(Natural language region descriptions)
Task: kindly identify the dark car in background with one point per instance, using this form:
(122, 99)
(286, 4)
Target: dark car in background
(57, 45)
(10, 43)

---

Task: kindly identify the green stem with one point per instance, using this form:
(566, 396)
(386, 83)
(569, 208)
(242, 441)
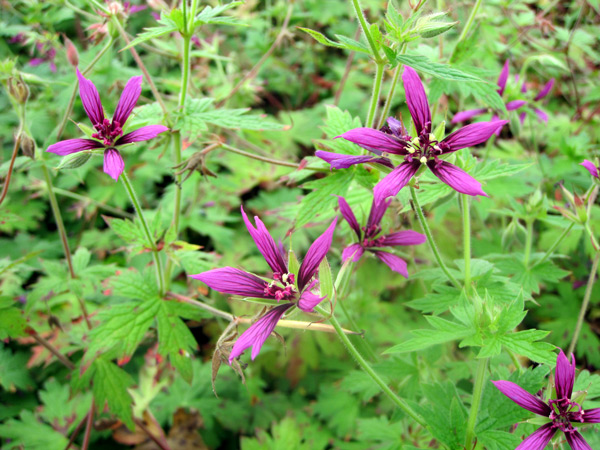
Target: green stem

* * *

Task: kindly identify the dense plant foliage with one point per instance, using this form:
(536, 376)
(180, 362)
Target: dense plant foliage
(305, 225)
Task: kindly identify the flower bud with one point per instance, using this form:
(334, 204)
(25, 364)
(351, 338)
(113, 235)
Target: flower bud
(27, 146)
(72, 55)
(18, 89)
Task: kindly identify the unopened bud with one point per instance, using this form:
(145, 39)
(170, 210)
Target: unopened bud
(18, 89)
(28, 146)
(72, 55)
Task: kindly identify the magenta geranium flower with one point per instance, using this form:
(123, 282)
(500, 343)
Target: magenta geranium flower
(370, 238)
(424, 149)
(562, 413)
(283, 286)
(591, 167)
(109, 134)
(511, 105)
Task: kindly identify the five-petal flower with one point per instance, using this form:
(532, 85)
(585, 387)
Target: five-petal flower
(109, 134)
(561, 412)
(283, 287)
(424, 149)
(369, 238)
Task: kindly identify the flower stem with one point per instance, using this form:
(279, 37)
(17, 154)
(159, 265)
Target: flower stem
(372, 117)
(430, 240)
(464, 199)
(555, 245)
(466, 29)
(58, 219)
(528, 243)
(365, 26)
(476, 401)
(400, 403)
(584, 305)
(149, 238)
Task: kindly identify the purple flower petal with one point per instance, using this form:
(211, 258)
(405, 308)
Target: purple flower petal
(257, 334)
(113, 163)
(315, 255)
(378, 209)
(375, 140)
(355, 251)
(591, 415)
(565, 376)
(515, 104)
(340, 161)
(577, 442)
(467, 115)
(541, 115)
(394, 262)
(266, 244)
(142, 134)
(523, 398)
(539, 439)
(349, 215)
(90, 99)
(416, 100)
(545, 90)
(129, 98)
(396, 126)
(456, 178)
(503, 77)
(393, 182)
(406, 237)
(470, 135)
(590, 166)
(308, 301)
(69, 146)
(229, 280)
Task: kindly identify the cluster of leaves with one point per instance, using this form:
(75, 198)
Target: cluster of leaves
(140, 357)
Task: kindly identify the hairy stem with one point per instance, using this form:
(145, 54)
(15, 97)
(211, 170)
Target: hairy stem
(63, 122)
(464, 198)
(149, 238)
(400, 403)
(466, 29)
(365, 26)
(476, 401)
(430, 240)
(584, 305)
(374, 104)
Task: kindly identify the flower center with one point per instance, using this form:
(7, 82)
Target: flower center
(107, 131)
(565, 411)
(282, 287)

**Your goal**
All lines in the data that contain the word "instance" should be copied.

**Exercise output**
Task: kindly identify the dark car in background with one point per instance, using this form:
Task: kindly identify the green stem with one point per instance, using this form:
Task: kindly identify the dense plant foliage with one point per instance, using this form:
Task: kindly identify the flower bud with one point per instance, using this form:
Task: kindly identify the unopened bud with one point per instance, using this form:
Task: kindly identify the magenta geranium flower with one point per instance, using this form:
Task: kindly identify the five-petal flower with one point per instance, using this form:
Task: kindly identify the flower stem with one point per instance, using this form:
Task: kindly identify the purple flower petal with one point per instance, using this form:
Task: kindly identify the cluster of leaves with one point per instance, using this form:
Task: kindly identify the hairy stem with one point per instance, using this form:
Task: kindly identify the flower center with one point per instance, using this form:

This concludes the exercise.